▶ [What the task requires]
Rewrite the rows from the beginning up to and including the line with "[[8, 190], [18, 220], [171, 257], [99, 246]]", changing "black wire tray" to "black wire basket" and keeping everything else the same.

+++

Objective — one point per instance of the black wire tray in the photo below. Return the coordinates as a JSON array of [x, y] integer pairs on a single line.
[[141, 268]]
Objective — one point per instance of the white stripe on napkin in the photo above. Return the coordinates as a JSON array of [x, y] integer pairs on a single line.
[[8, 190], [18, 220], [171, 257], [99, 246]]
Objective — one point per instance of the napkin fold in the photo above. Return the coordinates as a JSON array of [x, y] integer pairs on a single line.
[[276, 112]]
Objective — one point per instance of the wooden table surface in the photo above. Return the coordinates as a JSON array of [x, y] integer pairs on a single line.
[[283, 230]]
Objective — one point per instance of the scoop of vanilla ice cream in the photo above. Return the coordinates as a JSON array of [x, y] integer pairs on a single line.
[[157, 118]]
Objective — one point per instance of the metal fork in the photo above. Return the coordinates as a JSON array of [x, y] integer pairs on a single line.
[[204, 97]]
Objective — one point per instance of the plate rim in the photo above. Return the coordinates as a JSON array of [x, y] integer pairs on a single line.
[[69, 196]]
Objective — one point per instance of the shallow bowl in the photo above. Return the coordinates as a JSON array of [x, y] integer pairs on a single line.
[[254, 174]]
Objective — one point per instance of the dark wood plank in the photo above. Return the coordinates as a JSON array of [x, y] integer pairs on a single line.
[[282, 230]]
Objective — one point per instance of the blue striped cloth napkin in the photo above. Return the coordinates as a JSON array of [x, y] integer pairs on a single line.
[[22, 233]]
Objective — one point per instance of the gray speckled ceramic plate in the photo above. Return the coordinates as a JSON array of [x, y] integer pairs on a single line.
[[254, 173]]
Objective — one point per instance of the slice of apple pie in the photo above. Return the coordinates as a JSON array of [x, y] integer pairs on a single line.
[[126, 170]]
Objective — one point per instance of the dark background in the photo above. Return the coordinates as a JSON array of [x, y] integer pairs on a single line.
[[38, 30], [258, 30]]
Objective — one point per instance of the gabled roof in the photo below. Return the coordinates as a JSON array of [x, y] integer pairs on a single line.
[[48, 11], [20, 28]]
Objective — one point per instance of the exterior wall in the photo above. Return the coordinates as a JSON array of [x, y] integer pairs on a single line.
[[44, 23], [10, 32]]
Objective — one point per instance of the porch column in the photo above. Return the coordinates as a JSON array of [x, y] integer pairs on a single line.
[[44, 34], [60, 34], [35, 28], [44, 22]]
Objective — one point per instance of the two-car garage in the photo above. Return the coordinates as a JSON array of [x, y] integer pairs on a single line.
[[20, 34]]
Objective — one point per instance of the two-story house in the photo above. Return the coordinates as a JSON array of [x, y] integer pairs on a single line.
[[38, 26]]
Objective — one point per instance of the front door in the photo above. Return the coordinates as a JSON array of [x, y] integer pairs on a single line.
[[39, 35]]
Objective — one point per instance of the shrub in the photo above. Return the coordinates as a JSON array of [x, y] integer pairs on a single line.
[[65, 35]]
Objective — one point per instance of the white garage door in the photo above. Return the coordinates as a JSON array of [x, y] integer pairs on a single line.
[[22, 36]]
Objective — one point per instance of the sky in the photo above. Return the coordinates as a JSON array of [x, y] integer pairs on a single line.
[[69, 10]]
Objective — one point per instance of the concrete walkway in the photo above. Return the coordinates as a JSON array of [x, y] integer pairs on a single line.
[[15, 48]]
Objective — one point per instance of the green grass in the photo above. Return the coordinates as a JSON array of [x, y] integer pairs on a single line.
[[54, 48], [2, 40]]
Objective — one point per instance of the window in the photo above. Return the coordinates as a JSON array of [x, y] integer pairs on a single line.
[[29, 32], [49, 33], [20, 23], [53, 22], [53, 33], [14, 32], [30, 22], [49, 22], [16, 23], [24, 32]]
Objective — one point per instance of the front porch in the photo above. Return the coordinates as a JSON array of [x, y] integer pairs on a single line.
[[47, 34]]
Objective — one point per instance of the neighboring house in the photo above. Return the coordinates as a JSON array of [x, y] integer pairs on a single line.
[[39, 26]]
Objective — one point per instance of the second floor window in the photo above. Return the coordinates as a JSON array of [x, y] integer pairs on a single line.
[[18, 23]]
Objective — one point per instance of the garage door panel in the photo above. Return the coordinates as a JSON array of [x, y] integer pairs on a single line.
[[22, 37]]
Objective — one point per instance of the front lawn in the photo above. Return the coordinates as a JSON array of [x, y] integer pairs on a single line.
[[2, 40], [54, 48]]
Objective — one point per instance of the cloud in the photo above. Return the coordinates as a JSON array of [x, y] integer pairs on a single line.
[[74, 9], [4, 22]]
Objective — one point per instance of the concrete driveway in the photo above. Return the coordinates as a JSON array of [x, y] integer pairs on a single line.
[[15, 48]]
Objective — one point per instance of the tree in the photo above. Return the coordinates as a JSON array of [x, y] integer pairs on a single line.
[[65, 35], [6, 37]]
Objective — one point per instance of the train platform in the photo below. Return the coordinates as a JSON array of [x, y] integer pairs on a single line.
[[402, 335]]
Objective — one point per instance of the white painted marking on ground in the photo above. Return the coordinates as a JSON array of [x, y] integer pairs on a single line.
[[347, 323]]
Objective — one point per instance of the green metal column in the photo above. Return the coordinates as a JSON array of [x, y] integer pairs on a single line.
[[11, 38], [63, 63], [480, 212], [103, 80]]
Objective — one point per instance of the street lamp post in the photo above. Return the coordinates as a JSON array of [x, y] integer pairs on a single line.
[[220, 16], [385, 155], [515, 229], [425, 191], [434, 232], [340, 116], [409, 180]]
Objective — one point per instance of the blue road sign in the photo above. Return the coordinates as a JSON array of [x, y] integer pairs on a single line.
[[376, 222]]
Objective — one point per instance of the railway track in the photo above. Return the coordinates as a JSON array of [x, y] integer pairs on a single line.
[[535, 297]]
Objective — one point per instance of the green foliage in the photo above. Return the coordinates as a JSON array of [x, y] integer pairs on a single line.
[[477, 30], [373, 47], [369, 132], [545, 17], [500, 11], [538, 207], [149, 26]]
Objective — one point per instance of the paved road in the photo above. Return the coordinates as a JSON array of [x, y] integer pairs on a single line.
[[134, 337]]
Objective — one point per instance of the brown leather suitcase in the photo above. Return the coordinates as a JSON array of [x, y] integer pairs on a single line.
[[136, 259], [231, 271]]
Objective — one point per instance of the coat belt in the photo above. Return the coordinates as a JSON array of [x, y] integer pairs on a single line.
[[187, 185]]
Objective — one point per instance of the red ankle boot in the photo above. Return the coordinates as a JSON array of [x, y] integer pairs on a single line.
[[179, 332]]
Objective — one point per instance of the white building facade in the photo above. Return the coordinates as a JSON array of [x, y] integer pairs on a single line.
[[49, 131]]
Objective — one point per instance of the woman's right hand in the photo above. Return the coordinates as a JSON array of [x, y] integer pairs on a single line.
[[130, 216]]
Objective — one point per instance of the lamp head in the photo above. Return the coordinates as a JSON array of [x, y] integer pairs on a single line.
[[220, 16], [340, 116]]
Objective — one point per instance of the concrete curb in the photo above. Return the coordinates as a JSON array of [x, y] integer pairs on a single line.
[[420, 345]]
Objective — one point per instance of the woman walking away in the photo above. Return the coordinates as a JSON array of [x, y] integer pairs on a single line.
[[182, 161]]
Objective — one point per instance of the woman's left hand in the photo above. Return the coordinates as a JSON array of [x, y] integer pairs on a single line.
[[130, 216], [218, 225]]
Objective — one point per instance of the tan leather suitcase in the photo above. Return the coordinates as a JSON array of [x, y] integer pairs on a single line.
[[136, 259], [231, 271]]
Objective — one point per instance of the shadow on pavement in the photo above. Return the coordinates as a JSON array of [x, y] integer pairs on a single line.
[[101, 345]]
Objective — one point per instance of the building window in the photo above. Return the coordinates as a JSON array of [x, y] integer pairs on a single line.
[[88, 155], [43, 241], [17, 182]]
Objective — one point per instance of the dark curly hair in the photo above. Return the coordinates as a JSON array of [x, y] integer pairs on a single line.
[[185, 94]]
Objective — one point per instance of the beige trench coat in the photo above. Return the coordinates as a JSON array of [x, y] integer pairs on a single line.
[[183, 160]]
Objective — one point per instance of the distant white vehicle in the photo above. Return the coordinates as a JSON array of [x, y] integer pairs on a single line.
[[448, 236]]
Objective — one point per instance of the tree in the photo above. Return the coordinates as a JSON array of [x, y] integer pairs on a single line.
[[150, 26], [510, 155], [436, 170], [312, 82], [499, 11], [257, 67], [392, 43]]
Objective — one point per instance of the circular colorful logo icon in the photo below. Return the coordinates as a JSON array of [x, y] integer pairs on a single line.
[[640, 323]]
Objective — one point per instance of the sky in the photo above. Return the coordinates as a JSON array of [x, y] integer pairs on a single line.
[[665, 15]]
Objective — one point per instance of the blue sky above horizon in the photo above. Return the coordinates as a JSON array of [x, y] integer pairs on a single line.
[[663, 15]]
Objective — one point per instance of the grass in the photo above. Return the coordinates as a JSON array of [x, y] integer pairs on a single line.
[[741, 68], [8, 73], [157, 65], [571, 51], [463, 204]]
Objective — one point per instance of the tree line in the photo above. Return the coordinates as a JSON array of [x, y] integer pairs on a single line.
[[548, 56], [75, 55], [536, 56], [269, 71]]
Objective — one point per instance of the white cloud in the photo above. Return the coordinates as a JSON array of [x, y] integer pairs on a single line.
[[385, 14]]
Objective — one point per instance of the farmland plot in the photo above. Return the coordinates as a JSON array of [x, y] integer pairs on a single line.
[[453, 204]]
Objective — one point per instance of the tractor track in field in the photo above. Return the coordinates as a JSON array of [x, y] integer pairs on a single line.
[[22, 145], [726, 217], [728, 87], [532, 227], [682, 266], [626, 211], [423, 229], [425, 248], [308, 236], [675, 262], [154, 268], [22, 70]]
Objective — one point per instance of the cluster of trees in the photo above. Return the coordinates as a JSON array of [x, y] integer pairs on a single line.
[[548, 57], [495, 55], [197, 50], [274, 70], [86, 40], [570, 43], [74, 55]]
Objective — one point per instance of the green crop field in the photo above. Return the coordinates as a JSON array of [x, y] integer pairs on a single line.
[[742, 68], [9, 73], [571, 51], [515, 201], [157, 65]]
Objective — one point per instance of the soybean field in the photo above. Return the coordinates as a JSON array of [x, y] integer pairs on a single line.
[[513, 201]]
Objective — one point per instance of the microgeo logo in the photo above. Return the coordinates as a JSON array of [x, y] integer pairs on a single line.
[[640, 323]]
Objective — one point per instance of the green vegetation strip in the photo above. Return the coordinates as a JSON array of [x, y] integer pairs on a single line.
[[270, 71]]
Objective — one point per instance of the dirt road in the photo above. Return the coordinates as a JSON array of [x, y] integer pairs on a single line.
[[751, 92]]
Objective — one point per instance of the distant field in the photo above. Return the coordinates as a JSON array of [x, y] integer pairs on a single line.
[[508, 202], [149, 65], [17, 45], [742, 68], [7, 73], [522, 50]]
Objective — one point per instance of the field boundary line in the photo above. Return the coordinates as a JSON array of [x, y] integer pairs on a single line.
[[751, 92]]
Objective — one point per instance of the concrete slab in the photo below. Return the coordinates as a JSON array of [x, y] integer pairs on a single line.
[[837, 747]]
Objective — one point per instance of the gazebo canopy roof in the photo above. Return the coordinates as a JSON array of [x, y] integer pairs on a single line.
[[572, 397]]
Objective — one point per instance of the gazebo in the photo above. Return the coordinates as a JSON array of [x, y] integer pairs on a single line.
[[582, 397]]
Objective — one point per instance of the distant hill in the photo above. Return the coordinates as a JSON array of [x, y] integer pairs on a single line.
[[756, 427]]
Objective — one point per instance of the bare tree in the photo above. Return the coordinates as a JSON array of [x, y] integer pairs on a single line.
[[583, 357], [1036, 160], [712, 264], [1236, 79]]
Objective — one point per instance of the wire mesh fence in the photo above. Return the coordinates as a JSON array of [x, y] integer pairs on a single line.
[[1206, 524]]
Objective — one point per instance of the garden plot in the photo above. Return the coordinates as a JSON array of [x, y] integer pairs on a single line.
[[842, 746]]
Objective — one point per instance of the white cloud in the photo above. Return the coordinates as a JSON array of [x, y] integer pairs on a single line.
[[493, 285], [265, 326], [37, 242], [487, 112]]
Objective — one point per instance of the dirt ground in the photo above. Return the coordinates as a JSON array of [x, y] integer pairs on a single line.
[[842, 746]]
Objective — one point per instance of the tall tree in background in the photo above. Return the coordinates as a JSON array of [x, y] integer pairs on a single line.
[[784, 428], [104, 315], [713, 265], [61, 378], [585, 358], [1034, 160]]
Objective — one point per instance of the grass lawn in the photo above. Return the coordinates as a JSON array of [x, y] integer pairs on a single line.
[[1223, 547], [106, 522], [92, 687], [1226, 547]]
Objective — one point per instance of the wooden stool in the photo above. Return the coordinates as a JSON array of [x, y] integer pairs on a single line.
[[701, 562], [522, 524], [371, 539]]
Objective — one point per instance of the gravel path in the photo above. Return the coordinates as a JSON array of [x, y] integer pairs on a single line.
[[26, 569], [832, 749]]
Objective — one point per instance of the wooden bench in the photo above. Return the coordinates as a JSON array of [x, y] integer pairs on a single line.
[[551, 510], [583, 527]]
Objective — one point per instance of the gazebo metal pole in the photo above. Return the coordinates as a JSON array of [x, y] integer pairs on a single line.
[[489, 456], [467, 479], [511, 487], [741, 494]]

+++

▶ [Correct answer]
Objective — one point per instance of the black wire basket in the photo below. Return the coordinates as a JSON array of [x, y] integer pairs on a single line.
[[141, 268]]
Objective — one point per instance of the white stripe on napkin in the photo above. Return the coordinates as a JSON array of [x, y] integer pairs on a single line.
[[8, 190], [18, 220], [171, 257], [99, 246]]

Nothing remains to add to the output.